## WORK REQUEST:
Find all lines in the listing that include the word "marker", then copy them.

## RECORD EXCERPTS:

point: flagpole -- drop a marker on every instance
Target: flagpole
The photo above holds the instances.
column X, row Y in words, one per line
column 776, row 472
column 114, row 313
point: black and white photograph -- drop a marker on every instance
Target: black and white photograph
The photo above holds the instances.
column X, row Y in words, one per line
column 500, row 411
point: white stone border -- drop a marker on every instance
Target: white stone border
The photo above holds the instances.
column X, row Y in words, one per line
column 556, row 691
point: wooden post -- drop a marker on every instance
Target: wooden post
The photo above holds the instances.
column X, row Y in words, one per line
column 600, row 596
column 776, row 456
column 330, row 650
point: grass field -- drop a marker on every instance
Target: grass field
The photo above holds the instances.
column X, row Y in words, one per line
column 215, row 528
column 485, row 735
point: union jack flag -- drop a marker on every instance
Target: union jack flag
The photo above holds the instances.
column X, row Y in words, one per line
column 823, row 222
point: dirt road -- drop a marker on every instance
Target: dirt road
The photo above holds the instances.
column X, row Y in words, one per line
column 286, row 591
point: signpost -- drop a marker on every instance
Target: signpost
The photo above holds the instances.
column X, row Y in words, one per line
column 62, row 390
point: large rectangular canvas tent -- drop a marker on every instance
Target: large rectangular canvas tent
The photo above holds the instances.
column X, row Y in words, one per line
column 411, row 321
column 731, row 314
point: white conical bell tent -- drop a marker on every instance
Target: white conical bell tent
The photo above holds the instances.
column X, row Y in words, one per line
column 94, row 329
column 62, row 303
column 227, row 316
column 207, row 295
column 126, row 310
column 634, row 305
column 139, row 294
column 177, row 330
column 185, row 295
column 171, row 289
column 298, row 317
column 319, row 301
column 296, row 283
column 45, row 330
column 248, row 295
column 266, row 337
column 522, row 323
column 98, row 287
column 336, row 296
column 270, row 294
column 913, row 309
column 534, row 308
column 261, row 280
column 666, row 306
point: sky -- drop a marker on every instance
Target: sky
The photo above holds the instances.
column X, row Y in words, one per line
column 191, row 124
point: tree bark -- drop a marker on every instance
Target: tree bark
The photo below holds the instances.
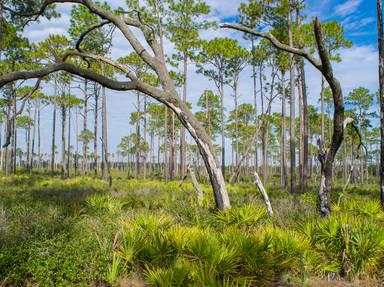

## FINISHED EXERCISE:
point: flagpole -- drop a marker on every instance
point: black and white photograph -- drop a marker on every instance
point: white stone border -- drop a marker on every instance
point: wooden post -- drop a marker on every instance
point: grass field -- drop a marker on every instance
point: union jack flag -- drop a marker on every instance
point: dirt road -- drop a marker on every instance
point: signpost -- drop a marker on every instance
point: large rectangular canvas tent -- drop a marker on every instance
point: white conical bell tent -- drop a marker on every instance
point: sky -- drop a marker on every instance
point: tree bark -- drop a marker on every instance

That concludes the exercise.